Ist das Kunst oder kann das weg?

In dem Sammelband „METAfiktionen. Der experimentelle Roman seit den 1960er Jahren“ erschließen Aufsätze metafiktionale Aspekte ausgewählter neuerer Literatur

Von Manfred RothRSS-Newsfeed neuer Artikel von Manfred Roth

Besprochene Bücher / Literaturhinweise

Die Herausgeber Stefan Brückl, Wilhelm Haefs und Max Wimmer haben in dem Band METAfiktionen. Der experimentelle Roman seit den 1960er Jahren Aufsätze versammelt, die der Frage nachgehen, welche Ansätze Autoren verfolgen, um ihren Arbeiten eine selbstbezügliche Dimension zu verleihen, die sich nicht damit begnügen will, eine wie auch immer geartete Wirklichkeit vermeintlich realistisch abzubilden, sondern danach trachtet, die narrative Illusion zu stören, beziehungsweise durch außersprachliche Elemente zu ergänzen. Natürlich stehen auch diese neueren Arbeiten in der Tradition etwa eines Romans wie Laurence Sternes bereits 1759 erschienenem Tristram Shandy. Entscheidend bei diesem Sammelband ist jedoch, dass all die hier eingehender betrachteten neueren Texte – so beispielsweise die Romane des österreichischen Schriftstellers Wolf Haas sowie die Arbeiten des US-Amerikaners Mark Z. Danielewski – über eine rein inhaltliche Selbstbezugnahme eines Erzählers hinausgehen, nicht bloß Aspekte von Metanarration, sondern eben von Metafiktion in den Blick nehmen. Hierbei können Typografie, Seitenlayout, Abbildungen oder selbst Umschlaggestaltung tragende Bedeutungseinheiten sein, die über eine vom Text geschaffene Bedeutungsebene hinausgehen. Es geht in dem Band vor allem um „jene Phänomene, die über rein narratologische Frage- und Erkenntnisprozesse nicht analytisch erfasst werden können“.

* **Inhalt des Datensatzes**

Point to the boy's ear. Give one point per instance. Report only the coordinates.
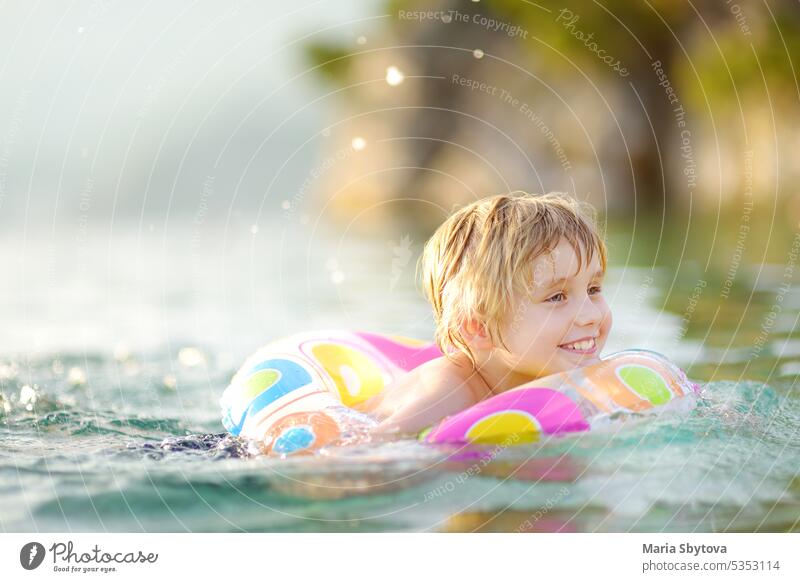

* **Zu erledigen**
- a) Welcher Roman aus dem Jahr 1759 wird in der Rezension zum Sammelband „METAfiktionen“ als Vorläufer der neueren Arbeiten genannt?
- b) Liefere die Fortsetzung der Rezension zum Sammelband „METAfiktionen“, beginnend nach ihrem letzten Satz.

* **Antworten je Aufgabe**
- a) Laurence Sternes „Tristram Shandy“.

- b)
Dies ist vor allem deswegen spannend, weil eine Multimodalität – der Begriff findet sich auch im Titel von Sascha Pöhlmanns Aufsatz Multimodalität als Grenzgang des Narrativen im Romanwerk Mark Z. Danielewskis –, die eben nicht in erster Linie das Erzählte veranschaulichen soll, sondern selbst neue Bedeutungsebenen eröffnet, lange vernachlässigt wurde: sowohl in Literaturwissenschaft aber auch verlegerischer Praxis, wie etwa Gustav Frank in seiner Analyse von Peter Weiss‘ Der Schatten des Körpers des Kutschers anhand der verschiedenen Ausgaben seit dem ersten Erscheinen 1960 darlegt.

Der von Mitherausgeber Max Wimmer verfasste Beitrag Friction in Fiction. Autoreferenz, Metanarrativität und Metafiktionalität steckt gleich zu Beginn das thematische Feld des Bandes ab, indem er die Bedeutung dieses zum Allerweltsbegriff gewordenen Ausdrucks „Meta“ erschließt, eingrenzt und so wieder fruchtbar zu machen versucht. Als Grundlage dafür dienen die Arbeiten von Werner Wolf, insbesondere dessen Ästhetische Illusion und Illusionsdurchbrechung in der Erzählkunst von 1993, sowie Ansgar Nünning, die neben Gérard Genette das theoretische Fundament vieler der hier versammelten Aufsätze bilden.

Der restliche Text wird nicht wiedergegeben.